## [REQUIREMENTS]
Take the line containing "task | indicate the satellite" and every line after it in the data below, and print them exactly as given, with nothing else.

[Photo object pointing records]
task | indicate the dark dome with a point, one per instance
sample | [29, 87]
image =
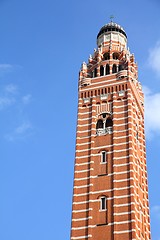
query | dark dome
[111, 27]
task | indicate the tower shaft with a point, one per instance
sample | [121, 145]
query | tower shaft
[110, 197]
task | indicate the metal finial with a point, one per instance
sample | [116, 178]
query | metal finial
[111, 17]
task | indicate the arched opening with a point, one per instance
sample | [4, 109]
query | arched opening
[120, 67]
[114, 68]
[103, 203]
[106, 56]
[109, 122]
[107, 69]
[115, 56]
[99, 124]
[101, 71]
[95, 72]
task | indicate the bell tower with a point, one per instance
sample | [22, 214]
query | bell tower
[110, 197]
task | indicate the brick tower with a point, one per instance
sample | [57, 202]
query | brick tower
[110, 197]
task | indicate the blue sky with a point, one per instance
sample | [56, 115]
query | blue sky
[42, 45]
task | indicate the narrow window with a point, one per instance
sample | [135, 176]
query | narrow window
[104, 157]
[101, 71]
[103, 203]
[114, 68]
[106, 56]
[99, 124]
[107, 69]
[95, 72]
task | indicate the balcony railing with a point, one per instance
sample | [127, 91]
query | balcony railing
[85, 82]
[103, 131]
[122, 74]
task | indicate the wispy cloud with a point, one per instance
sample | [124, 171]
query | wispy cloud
[22, 131]
[154, 58]
[26, 99]
[11, 89]
[6, 102]
[152, 113]
[6, 67]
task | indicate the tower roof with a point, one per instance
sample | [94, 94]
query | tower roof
[111, 27]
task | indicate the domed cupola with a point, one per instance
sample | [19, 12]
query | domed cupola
[111, 32]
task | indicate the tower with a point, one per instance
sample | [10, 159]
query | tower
[110, 196]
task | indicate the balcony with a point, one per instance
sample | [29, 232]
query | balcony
[122, 74]
[103, 131]
[85, 82]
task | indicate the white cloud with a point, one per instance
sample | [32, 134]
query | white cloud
[6, 67]
[152, 112]
[6, 102]
[23, 131]
[154, 58]
[11, 88]
[26, 99]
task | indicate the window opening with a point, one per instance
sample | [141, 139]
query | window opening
[99, 124]
[101, 71]
[104, 157]
[106, 56]
[95, 72]
[107, 69]
[103, 203]
[114, 68]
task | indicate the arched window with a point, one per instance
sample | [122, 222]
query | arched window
[106, 56]
[103, 156]
[101, 71]
[115, 56]
[95, 72]
[120, 67]
[99, 124]
[109, 122]
[114, 68]
[103, 203]
[107, 69]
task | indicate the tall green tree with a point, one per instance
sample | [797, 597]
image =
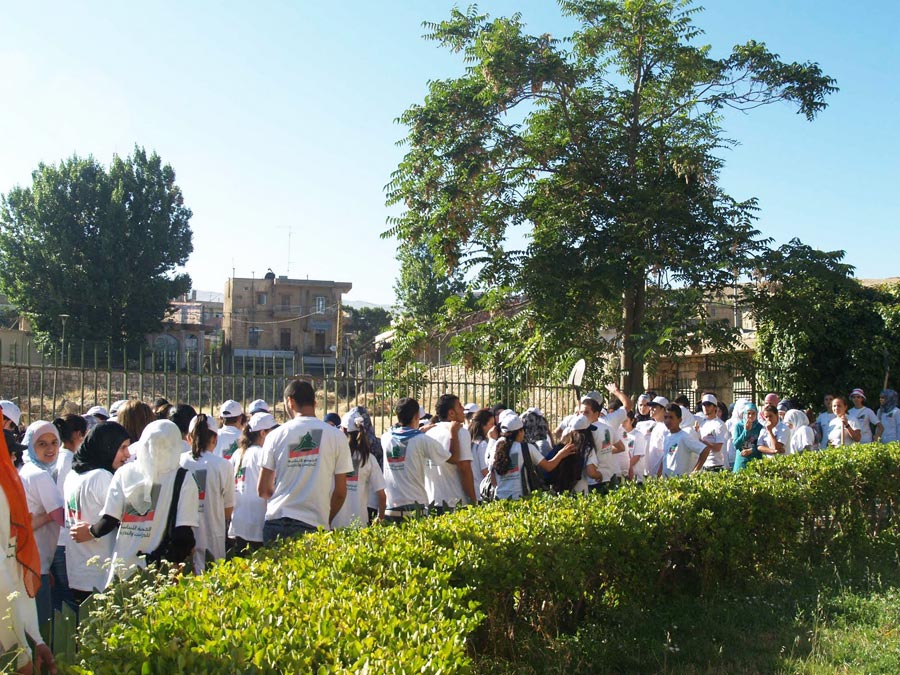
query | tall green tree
[605, 147]
[818, 329]
[100, 245]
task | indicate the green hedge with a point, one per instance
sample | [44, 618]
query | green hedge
[426, 597]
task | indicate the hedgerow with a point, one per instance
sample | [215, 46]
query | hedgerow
[427, 597]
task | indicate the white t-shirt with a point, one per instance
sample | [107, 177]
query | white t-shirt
[85, 495]
[43, 497]
[249, 513]
[682, 451]
[362, 482]
[891, 423]
[780, 432]
[604, 439]
[305, 454]
[228, 442]
[142, 532]
[19, 611]
[836, 431]
[636, 442]
[215, 485]
[509, 484]
[867, 419]
[406, 454]
[713, 431]
[801, 438]
[442, 479]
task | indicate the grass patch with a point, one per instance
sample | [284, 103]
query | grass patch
[814, 621]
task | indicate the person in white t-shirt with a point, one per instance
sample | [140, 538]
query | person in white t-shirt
[449, 484]
[232, 417]
[712, 433]
[407, 453]
[773, 436]
[249, 513]
[365, 480]
[215, 483]
[684, 454]
[138, 504]
[865, 417]
[843, 429]
[800, 437]
[508, 470]
[104, 450]
[304, 469]
[45, 502]
[889, 417]
[19, 573]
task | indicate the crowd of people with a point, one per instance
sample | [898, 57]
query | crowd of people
[93, 497]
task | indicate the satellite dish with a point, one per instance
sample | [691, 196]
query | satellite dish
[577, 373]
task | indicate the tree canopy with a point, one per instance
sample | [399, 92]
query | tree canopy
[98, 245]
[605, 148]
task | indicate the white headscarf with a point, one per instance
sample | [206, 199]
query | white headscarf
[156, 453]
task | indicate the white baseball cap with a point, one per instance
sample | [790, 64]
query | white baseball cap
[261, 421]
[257, 406]
[231, 409]
[11, 410]
[210, 423]
[352, 421]
[99, 411]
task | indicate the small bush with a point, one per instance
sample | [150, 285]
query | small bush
[426, 597]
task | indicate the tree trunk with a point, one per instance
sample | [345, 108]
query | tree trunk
[634, 299]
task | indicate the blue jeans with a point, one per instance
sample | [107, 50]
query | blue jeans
[285, 528]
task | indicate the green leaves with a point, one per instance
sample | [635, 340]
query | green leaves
[99, 245]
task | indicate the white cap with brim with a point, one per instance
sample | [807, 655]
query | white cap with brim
[511, 422]
[262, 421]
[257, 406]
[11, 410]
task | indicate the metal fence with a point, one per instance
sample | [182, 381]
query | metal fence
[45, 386]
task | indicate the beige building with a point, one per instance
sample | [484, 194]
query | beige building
[281, 318]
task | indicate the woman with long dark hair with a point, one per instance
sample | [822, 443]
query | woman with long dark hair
[104, 450]
[365, 480]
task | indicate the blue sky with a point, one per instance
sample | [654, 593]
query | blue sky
[279, 117]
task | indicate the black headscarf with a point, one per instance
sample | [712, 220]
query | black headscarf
[99, 448]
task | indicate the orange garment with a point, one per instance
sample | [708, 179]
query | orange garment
[20, 521]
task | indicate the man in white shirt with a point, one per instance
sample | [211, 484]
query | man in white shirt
[302, 459]
[712, 433]
[407, 452]
[449, 484]
[684, 454]
[232, 418]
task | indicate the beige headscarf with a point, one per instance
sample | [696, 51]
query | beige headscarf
[156, 453]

## [SOLVED PROBLEM]
task | indicate the satellite dish with a point, one per instance
sample | [691, 196]
query | satellite dish
[577, 373]
task | indicate the tree canopy with a point, one per instance
sample | [399, 92]
query | tree canopy
[98, 245]
[605, 148]
task | indicate the white headscarf with a point, one per instance
sample | [206, 199]
query | white headscarf
[156, 453]
task | indicate the white baseball cap with a point, one per instance
sample | [790, 64]
query | white baseball cap
[261, 421]
[257, 406]
[231, 409]
[11, 410]
[210, 423]
[352, 421]
[99, 411]
task | indicate the small bush with a point, one per instance
sample | [150, 285]
query | small bush
[426, 597]
task | indicate the tree trunk with a point, one per instance
sample | [345, 108]
query | tree trunk
[634, 299]
task | indicate the blue jeans with a point, one per instance
sample | [107, 50]
query | blue jeans
[285, 528]
task | indicate the green leaves with a point, one per instance
sample | [635, 340]
query | green leaves
[99, 245]
task | indicate the white cap with brim with a point, one per instance
sample | [807, 655]
query | white cap with brim
[511, 422]
[262, 421]
[257, 406]
[11, 410]
task | indicate the metal fence with a point, one per instance
sample | [182, 381]
query | metal fence
[45, 386]
task | indicate the beige building with a point, one per instance
sample | [484, 194]
query | beige building
[281, 318]
task | indicate the woman with long dark hair with a point, one per instance
sample | [822, 443]
query | woman with long dark hair
[104, 450]
[365, 480]
task | indicate the blue sky with a point, one per instance
sample | [654, 593]
query | blue sky
[279, 117]
task | indicate the black headscarf with a point, one per instance
sample | [712, 220]
query | black headscarf
[99, 448]
task | indicate the orange garment with a point, one per instance
sample | [708, 179]
query | orange garment
[20, 521]
task | indicate the man in white shirt with a point, one per instance
sample | [211, 484]
query | man in white shirt
[302, 459]
[712, 433]
[407, 452]
[449, 484]
[684, 454]
[232, 418]
task | indicate the beige headscarf with a point, one per instance
sample | [696, 51]
query | beige headscarf
[156, 453]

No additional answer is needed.